**Information provided:**
----------

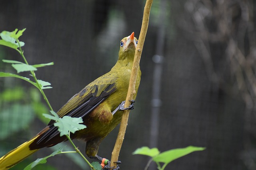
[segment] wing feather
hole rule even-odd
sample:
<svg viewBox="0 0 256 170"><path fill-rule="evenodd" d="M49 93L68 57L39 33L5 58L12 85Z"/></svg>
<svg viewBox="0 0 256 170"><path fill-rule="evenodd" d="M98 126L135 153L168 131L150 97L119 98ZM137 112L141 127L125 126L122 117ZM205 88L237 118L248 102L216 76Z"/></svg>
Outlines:
<svg viewBox="0 0 256 170"><path fill-rule="evenodd" d="M96 79L73 96L57 112L59 117L62 117L67 115L84 117L116 90L114 78L107 77L109 78L106 80L108 79L109 81L106 80L104 77L102 78L103 78L101 80L99 78ZM37 144L46 143L59 135L60 132L58 131L58 127L54 126L54 123L53 120L50 121L48 124L50 129L42 135L36 142Z"/></svg>

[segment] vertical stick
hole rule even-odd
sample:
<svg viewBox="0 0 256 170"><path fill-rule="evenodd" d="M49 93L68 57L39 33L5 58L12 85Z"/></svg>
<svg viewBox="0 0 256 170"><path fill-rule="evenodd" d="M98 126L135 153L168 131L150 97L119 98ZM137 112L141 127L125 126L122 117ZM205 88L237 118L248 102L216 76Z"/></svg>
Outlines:
<svg viewBox="0 0 256 170"><path fill-rule="evenodd" d="M145 38L146 38L147 31L148 30L149 14L152 2L153 0L147 0L145 8L144 8L142 23L140 30L140 33L139 41L135 51L134 59L133 61L133 65L131 73L131 77L130 80L129 88L128 89L126 99L125 101L125 107L127 107L129 106L130 104L130 102L129 100L133 99L134 95L136 93L135 84L137 79L137 75L140 65L140 60L141 54L142 52L143 45L144 44L144 42L145 41ZM126 127L127 126L129 112L130 110L126 110L124 111L116 141L115 146L112 151L110 166L116 166L116 164L114 162L118 160L118 156L119 156L119 153L120 152L121 147L123 143L125 131Z"/></svg>

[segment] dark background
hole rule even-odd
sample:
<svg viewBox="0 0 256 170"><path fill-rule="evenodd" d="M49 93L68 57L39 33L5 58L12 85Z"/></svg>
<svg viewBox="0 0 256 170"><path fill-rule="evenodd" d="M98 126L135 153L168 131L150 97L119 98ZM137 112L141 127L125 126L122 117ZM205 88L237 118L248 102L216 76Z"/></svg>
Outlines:
<svg viewBox="0 0 256 170"><path fill-rule="evenodd" d="M138 37L145 1L0 2L1 31L26 28L20 39L25 43L28 63L54 62L36 73L52 84L53 88L44 91L57 111L111 69L122 38L132 31ZM119 157L121 169L144 169L148 158L132 155L138 148L157 147L162 152L189 145L206 149L176 160L166 169L256 169L256 9L252 0L154 0L140 61L140 85ZM1 59L22 61L14 50L1 48ZM162 62L152 60L156 55L163 57ZM10 71L1 66L0 71ZM10 79L0 78L0 92L17 84L30 87L20 80L9 84ZM0 150L11 150L44 126L35 118L0 141ZM110 159L118 129L103 141L99 155ZM153 136L151 129L156 130ZM84 153L84 144L76 144ZM42 149L28 162L52 152ZM69 160L56 156L47 165L86 169Z"/></svg>

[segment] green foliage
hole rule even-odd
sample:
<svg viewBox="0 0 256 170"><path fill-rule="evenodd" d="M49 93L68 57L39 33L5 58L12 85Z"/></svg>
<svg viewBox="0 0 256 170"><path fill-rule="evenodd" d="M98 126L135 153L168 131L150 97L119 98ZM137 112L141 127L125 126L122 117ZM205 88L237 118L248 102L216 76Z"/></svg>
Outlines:
<svg viewBox="0 0 256 170"><path fill-rule="evenodd" d="M36 87L40 91L43 96L44 99L46 102L49 107L51 113L53 116L48 115L44 115L45 117L50 119L54 120L56 121L54 123L54 125L58 127L58 129L60 132L60 136L63 135L66 135L67 138L70 141L76 151L62 152L62 149L58 149L57 151L54 152L50 155L44 158L38 159L35 161L32 162L28 166L24 169L30 170L35 166L41 164L44 164L47 162L46 159L50 157L53 156L57 154L60 153L78 153L82 158L89 164L91 168L93 170L101 169L94 168L88 162L87 159L82 154L74 144L69 136L70 132L74 133L76 131L83 129L86 128L86 126L80 124L82 123L82 119L81 118L72 118L68 116L64 116L62 118L59 118L58 116L53 111L52 108L47 98L46 98L44 91L44 89L52 88L50 86L51 84L48 82L46 82L40 80L38 80L36 77L34 71L37 70L37 68L45 66L53 65L53 62L46 64L39 64L34 65L30 65L27 61L26 58L24 55L24 52L21 49L21 47L23 46L25 43L22 41L20 41L18 38L21 36L26 29L18 31L18 29L16 29L12 32L7 31L3 31L0 33L0 37L2 39L0 39L0 45L3 45L15 49L20 55L23 58L24 63L15 60L2 60L4 63L11 64L12 66L17 71L17 73L21 72L30 72L30 76L31 76L34 81L31 80L30 78L20 76L18 74L12 74L9 72L0 72L0 77L15 77L24 80ZM34 90L30 91L30 95L32 101L31 101L31 104L28 105L21 105L19 104L14 104L11 106L9 108L6 109L3 109L0 111L0 113L1 114L3 118L0 119L0 124L1 125L2 129L8 129L8 131L0 131L0 137L2 138L6 138L8 135L12 134L12 133L18 131L18 129L22 129L22 127L27 126L31 121L34 117L34 114L33 112L35 112L39 115L39 117L46 122L46 119L42 115L42 113L47 112L47 109L40 102L40 97L38 95L38 92ZM2 98L2 101L4 101L5 102L11 102L23 100L23 98L25 93L20 90L10 89L4 91L2 94L0 94L0 97ZM28 93L26 93L27 94ZM0 100L0 105L1 104L1 100ZM25 117L21 117L17 116L17 114L14 113L18 113L21 115L26 115ZM14 120L17 119L22 119L22 121L19 120L17 122L19 123L11 124L9 120ZM8 120L8 121L7 121ZM8 123L6 123L8 122ZM6 124L6 126L4 126ZM37 166L37 169L39 169L39 166ZM52 169L54 169L51 168Z"/></svg>
<svg viewBox="0 0 256 170"><path fill-rule="evenodd" d="M192 152L204 150L205 149L205 148L190 146L184 148L171 149L160 153L157 148L150 149L148 147L144 147L138 148L132 154L142 154L151 157L152 160L156 163L158 169L163 170L167 164L172 161ZM164 163L162 167L160 163Z"/></svg>
<svg viewBox="0 0 256 170"><path fill-rule="evenodd" d="M86 125L79 124L83 123L83 119L81 117L71 117L70 116L65 116L62 118L60 118L54 111L51 111L50 112L54 116L46 114L43 115L45 117L56 121L54 125L58 127L58 130L60 132L60 136L68 135L69 132L74 133L76 131L86 127Z"/></svg>
<svg viewBox="0 0 256 170"><path fill-rule="evenodd" d="M101 167L101 165L98 162L94 162L92 163L92 165L93 166L95 170L101 170L102 168ZM92 170L92 168L91 168L91 170Z"/></svg>
<svg viewBox="0 0 256 170"><path fill-rule="evenodd" d="M20 129L27 127L34 119L34 114L31 105L22 105L16 103L10 107L1 110L0 124L2 129L8 130L0 131L0 140L3 140L12 135L13 133L18 132ZM18 113L18 116L14 113ZM20 121L20 119L22 121ZM12 122L9 122L12 120ZM18 122L18 123L17 123Z"/></svg>

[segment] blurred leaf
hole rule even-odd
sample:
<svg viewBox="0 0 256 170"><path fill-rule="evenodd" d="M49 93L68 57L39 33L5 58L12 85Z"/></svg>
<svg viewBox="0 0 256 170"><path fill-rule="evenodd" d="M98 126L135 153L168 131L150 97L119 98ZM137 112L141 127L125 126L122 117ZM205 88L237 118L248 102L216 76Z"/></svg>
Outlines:
<svg viewBox="0 0 256 170"><path fill-rule="evenodd" d="M60 148L58 150L56 150L55 152L54 152L52 153L52 154L50 154L49 156L46 156L44 158L37 159L36 160L35 160L34 161L30 164L29 165L26 166L26 168L24 168L24 170L30 170L38 164L45 164L47 162L46 159L47 159L48 158L53 156L57 154L60 153L62 152L63 149L63 148Z"/></svg>
<svg viewBox="0 0 256 170"><path fill-rule="evenodd" d="M101 167L101 165L100 165L100 164L98 162L94 162L91 164L92 165L92 166L93 166L95 170L102 170L102 169ZM92 169L91 168L91 169L92 170Z"/></svg>
<svg viewBox="0 0 256 170"><path fill-rule="evenodd" d="M48 119L49 120L49 119ZM70 146L65 146L66 144L64 143L60 143L57 145L54 146L49 148L52 150L56 150L58 148L63 147L63 152L69 151L74 150L74 148ZM78 166L81 168L81 169L84 170L89 170L90 167L84 161L84 160L79 154L76 154L74 153L66 153L65 156L68 158L71 161L72 161Z"/></svg>
<svg viewBox="0 0 256 170"><path fill-rule="evenodd" d="M2 101L13 102L23 99L25 95L24 89L21 87L17 86L14 88L4 90L0 94L0 98Z"/></svg>
<svg viewBox="0 0 256 170"><path fill-rule="evenodd" d="M14 63L14 64L24 64L23 63L20 61L16 61L15 60L2 60L3 62L6 63Z"/></svg>
<svg viewBox="0 0 256 170"><path fill-rule="evenodd" d="M32 101L36 102L41 102L41 93L38 90L38 89L35 88L30 88L29 92L30 98Z"/></svg>
<svg viewBox="0 0 256 170"><path fill-rule="evenodd" d="M41 86L41 88L42 89L52 88L52 87L51 86L48 86L51 85L51 84L49 82L45 82L41 80L38 80L37 81L39 84Z"/></svg>
<svg viewBox="0 0 256 170"><path fill-rule="evenodd" d="M190 146L186 148L178 148L162 152L153 158L153 160L157 162L168 164L175 159L180 158L193 152L201 151L205 148Z"/></svg>
<svg viewBox="0 0 256 170"><path fill-rule="evenodd" d="M22 30L19 30L19 31L18 31L18 33L16 33L18 31L18 29L16 28L14 31L11 32L10 36L15 39L18 39L22 35L22 33L23 33L23 32L24 32L26 28L24 28Z"/></svg>
<svg viewBox="0 0 256 170"><path fill-rule="evenodd" d="M54 116L46 114L43 114L44 117L56 121L55 126L58 127L58 131L60 132L60 136L68 135L69 132L74 133L76 131L83 129L86 127L84 125L79 124L83 123L82 117L72 117L65 116L62 118L59 117L58 115L53 111L50 111Z"/></svg>
<svg viewBox="0 0 256 170"><path fill-rule="evenodd" d="M1 129L6 129L0 131L0 140L28 127L34 119L34 115L32 108L28 105L15 104L9 108L0 110Z"/></svg>
<svg viewBox="0 0 256 170"><path fill-rule="evenodd" d="M29 71L36 71L37 69L31 65L21 63L20 64L12 64L12 66L17 70L18 73L20 72Z"/></svg>
<svg viewBox="0 0 256 170"><path fill-rule="evenodd" d="M44 66L50 66L54 64L53 62L49 63L46 64L39 64L33 65L33 66L35 68L44 67Z"/></svg>
<svg viewBox="0 0 256 170"><path fill-rule="evenodd" d="M31 80L29 80L29 78L26 77L22 77L22 76L20 76L18 75L15 74L14 74L10 73L9 72L0 72L0 77L13 77L20 78L25 81L26 81L28 82L29 82L30 83L36 87L37 88L38 88L37 84L36 83L33 82Z"/></svg>
<svg viewBox="0 0 256 170"><path fill-rule="evenodd" d="M13 49L17 49L19 47L19 44L16 42L16 39L18 39L18 37L22 35L22 33L25 29L24 29L22 30L19 31L17 34L16 34L18 31L17 29L12 32L4 31L0 33L0 37L2 39L0 40L0 45L5 45ZM24 45L25 43L24 42L20 41L20 47Z"/></svg>
<svg viewBox="0 0 256 170"><path fill-rule="evenodd" d="M158 149L154 148L150 149L147 147L143 147L138 148L133 153L133 154L139 154L144 155L148 156L151 157L154 157L160 153Z"/></svg>

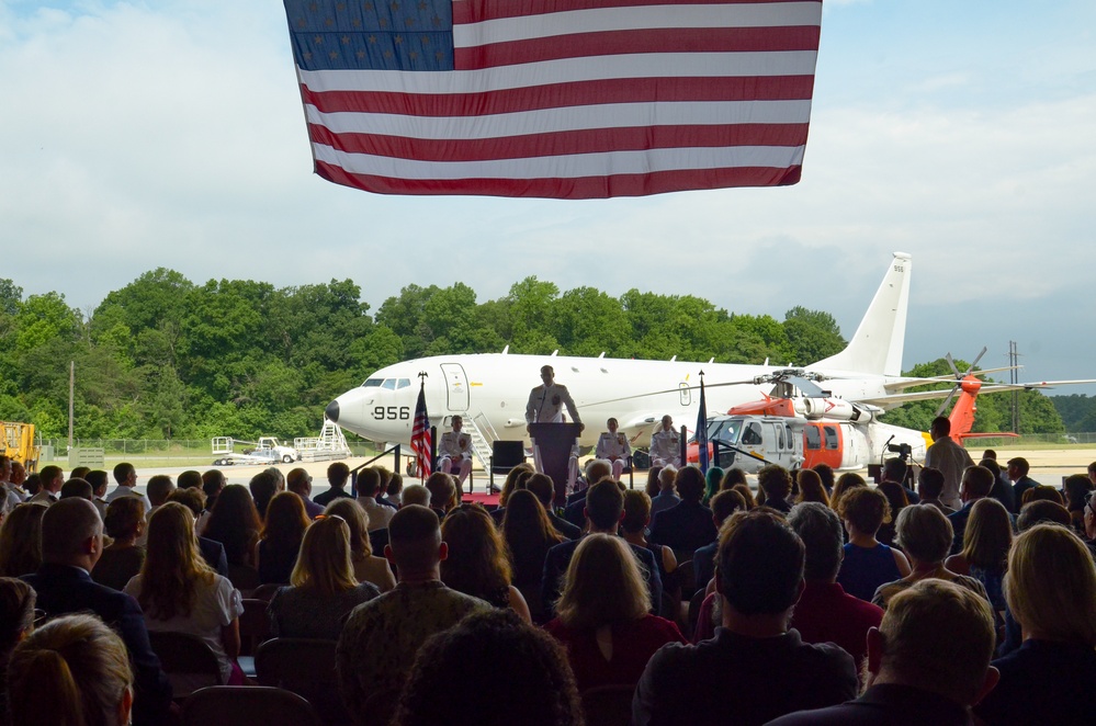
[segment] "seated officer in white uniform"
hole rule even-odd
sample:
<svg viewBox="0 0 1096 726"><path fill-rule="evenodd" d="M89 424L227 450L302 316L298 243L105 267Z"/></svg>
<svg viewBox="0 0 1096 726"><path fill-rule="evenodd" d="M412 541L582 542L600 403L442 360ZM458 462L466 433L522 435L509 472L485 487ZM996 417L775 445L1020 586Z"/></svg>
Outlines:
<svg viewBox="0 0 1096 726"><path fill-rule="evenodd" d="M669 413L663 417L662 428L651 434L651 465L681 466L681 436Z"/></svg>
<svg viewBox="0 0 1096 726"><path fill-rule="evenodd" d="M456 486L460 487L472 473L472 436L461 431L464 427L464 419L460 416L453 417L453 430L441 434L438 443L438 468L445 474L451 474L456 466L460 472L456 477Z"/></svg>
<svg viewBox="0 0 1096 726"><path fill-rule="evenodd" d="M620 479L628 465L628 457L632 455L632 447L628 443L628 436L617 432L617 419L609 419L606 422L608 431L603 431L598 439L598 447L595 456L603 458L612 464L612 478Z"/></svg>
<svg viewBox="0 0 1096 726"><path fill-rule="evenodd" d="M578 430L585 429L586 424L578 416L575 400L570 397L566 386L555 383L555 371L552 370L551 365L541 367L541 381L543 381L542 385L529 392L529 402L526 404L526 431L529 431L529 424L532 423L562 423L564 407L570 413L570 420L578 424ZM540 449L535 441L533 441L533 462L536 464L538 472L544 470L541 466Z"/></svg>

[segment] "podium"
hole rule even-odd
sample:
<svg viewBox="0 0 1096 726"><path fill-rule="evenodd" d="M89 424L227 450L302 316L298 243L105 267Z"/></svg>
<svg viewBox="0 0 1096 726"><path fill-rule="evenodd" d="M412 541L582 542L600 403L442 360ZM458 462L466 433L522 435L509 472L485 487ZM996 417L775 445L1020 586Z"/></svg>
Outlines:
<svg viewBox="0 0 1096 726"><path fill-rule="evenodd" d="M567 501L567 464L580 432L581 429L577 423L529 424L533 446L540 449L541 470L552 477L555 484L556 504L564 504Z"/></svg>

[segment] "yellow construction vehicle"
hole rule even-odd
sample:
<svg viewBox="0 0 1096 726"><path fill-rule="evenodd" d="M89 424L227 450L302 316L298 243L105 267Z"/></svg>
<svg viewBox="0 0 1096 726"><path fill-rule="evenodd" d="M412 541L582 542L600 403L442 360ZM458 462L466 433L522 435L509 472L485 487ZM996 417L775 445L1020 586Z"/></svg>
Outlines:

----------

**Your instructions:** Reproduce verbatim the part of the data above that opens with the line containing "[segment] vertical stick" and closes with the line containing "38L146 38L147 31L148", including both of those lines.

**Exercise answer:**
[segment] vertical stick
hole rule even-odd
sample:
<svg viewBox="0 0 256 170"><path fill-rule="evenodd" d="M49 93L68 57L39 33L5 58L12 85Z"/></svg>
<svg viewBox="0 0 256 170"><path fill-rule="evenodd" d="M98 126L135 153L168 131L150 97L119 98ZM137 112L141 127L125 126L122 117ZM205 88L237 118L248 102L216 76Z"/></svg>
Outlines:
<svg viewBox="0 0 256 170"><path fill-rule="evenodd" d="M145 38L146 38L147 31L148 30L149 14L152 2L153 0L147 0L145 8L144 8L142 23L140 30L140 33L139 41L135 51L134 59L133 61L133 65L131 73L131 77L130 80L129 88L128 89L126 99L125 101L125 107L127 107L129 106L130 104L130 102L129 100L133 99L134 95L136 93L135 84L137 79L137 75L140 65L140 60L141 54L142 52L143 45L144 44L144 42L145 41ZM126 127L127 126L129 112L130 110L126 110L124 111L116 141L115 146L112 151L110 166L116 166L116 164L114 162L118 160L118 156L119 156L119 153L120 152L121 147L123 143L125 131Z"/></svg>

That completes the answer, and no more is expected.